- [PASSAGE GIVEN]
- - - - -

- 6 cups cooked, long grain white rice
- 1 Swift Meats Pork Loin cut into eight 1 1/2” thick boneless chops (save the remaining pork loin for another meal) *see note
- 1 Tablespoon olive oil
- 3 teaspoons BBQ seasoning, divided
- 1/2 cup carrot matchsticks
- 1 1/2 cups broccoli florets
- 3 1/2 cups white cheddar cheese sauce (or mix 1 10.5 ounce can of condensed cheese soup with 2 cups heavy cream)
- 1/2 cup finely chopped white cheddar
- 3–4 strips of prosciutto, torn
- Preheat the oven to 375F. Lightly spray a 9 x 13″ baking dish. Pat the chops dry and coat each side with olive oil. Dust one side of the chops with 1 teaspoon of BBQ seasoning, rub it in, flip, and add 1 more teaspoon of BBQ seasoning.
- Preheat a skillet over medium heat. Sear the chops for 3-4 minutes on each side, not crowding the pan. Place the chops on a plate and repeat until all of the chops are seared.

- - - - -

- [ITEMS]

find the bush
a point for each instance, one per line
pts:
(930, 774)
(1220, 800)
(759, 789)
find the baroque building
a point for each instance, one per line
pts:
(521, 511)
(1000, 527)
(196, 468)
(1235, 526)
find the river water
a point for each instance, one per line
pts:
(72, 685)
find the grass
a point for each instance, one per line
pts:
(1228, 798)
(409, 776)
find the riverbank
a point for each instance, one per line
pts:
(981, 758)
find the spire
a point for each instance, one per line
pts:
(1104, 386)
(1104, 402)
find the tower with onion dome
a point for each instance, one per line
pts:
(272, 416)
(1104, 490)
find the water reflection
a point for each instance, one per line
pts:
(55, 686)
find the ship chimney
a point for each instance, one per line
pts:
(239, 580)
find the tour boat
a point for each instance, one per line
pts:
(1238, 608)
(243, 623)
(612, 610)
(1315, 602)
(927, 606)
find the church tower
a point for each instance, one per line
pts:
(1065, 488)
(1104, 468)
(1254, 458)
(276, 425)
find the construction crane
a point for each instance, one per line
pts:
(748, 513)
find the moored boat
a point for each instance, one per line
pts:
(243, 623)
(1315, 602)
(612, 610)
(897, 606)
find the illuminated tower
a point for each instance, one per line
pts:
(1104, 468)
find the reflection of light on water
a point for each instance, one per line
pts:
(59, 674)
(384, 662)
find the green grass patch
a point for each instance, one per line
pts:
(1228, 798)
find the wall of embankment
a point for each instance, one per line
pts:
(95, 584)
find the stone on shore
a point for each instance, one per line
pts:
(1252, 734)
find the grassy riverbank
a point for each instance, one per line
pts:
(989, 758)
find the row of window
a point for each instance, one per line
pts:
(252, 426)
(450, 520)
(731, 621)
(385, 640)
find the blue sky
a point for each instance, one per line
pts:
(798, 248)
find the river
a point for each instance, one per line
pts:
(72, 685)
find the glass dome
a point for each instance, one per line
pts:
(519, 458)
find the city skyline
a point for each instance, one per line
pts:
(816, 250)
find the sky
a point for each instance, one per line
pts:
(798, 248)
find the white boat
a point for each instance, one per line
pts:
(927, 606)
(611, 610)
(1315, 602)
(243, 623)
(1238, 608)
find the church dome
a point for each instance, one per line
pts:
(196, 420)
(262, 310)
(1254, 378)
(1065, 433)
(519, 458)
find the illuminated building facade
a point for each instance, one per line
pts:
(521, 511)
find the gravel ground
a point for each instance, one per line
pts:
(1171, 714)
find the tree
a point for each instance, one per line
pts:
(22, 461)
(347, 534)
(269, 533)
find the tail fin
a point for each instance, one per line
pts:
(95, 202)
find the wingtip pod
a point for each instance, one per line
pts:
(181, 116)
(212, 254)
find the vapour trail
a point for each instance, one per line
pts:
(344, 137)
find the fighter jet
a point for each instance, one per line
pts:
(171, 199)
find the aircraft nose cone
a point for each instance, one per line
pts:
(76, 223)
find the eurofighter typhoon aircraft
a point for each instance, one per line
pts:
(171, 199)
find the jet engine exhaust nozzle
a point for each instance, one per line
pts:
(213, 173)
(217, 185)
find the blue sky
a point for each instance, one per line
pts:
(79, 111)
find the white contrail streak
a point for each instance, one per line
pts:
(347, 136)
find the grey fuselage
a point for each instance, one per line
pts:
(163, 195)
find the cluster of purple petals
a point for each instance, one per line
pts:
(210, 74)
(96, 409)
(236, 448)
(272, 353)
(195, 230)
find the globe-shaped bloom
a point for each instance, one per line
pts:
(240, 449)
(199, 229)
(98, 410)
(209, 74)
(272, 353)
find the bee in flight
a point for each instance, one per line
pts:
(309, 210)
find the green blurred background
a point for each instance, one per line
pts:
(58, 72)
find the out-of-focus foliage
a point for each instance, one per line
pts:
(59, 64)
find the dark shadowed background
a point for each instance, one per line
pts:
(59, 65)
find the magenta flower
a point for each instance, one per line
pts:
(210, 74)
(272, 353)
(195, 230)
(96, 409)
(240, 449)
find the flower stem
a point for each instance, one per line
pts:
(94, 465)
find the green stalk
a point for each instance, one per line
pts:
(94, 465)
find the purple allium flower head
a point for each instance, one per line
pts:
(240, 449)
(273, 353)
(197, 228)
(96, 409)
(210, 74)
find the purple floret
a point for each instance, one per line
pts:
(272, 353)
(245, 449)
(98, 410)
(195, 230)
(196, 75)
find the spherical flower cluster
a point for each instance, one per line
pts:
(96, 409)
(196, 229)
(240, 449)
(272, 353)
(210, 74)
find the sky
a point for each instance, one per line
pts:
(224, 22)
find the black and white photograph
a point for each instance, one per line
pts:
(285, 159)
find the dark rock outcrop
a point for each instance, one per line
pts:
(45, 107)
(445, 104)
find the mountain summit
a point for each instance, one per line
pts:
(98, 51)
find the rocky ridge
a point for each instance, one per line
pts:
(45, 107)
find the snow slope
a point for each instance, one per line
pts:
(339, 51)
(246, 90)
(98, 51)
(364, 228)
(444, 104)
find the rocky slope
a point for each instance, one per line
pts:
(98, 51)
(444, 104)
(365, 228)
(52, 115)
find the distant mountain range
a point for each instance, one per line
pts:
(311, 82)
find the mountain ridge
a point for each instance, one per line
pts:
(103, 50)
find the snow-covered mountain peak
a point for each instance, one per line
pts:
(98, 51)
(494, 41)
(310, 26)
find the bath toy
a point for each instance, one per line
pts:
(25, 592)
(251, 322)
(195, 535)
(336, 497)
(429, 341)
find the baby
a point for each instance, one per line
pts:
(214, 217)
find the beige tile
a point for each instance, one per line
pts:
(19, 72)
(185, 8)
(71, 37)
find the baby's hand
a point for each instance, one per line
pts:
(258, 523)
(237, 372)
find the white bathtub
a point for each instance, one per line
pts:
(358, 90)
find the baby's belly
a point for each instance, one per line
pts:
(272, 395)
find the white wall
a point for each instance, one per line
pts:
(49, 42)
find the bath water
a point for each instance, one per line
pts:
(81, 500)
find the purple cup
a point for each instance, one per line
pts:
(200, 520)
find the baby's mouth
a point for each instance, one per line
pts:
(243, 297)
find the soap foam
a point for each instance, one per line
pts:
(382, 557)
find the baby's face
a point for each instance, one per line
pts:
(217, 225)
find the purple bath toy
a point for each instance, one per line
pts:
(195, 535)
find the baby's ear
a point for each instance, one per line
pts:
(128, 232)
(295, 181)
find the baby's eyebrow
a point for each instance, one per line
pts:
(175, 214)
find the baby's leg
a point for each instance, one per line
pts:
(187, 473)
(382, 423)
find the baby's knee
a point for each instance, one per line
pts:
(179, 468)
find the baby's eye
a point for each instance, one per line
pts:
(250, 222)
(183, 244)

- - - - -

- [GIVEN REQUEST]
Retype everything in the recipe from "- Preheat a" down to "chops are seared.", keeping each word and mark unchanged.

- [RESPONSE TO THIS EXERCISE]
- Preheat a skillet over medium heat. Sear the chops for 3-4 minutes on each side, not crowding the pan. Place the chops on a plate and repeat until all of the chops are seared.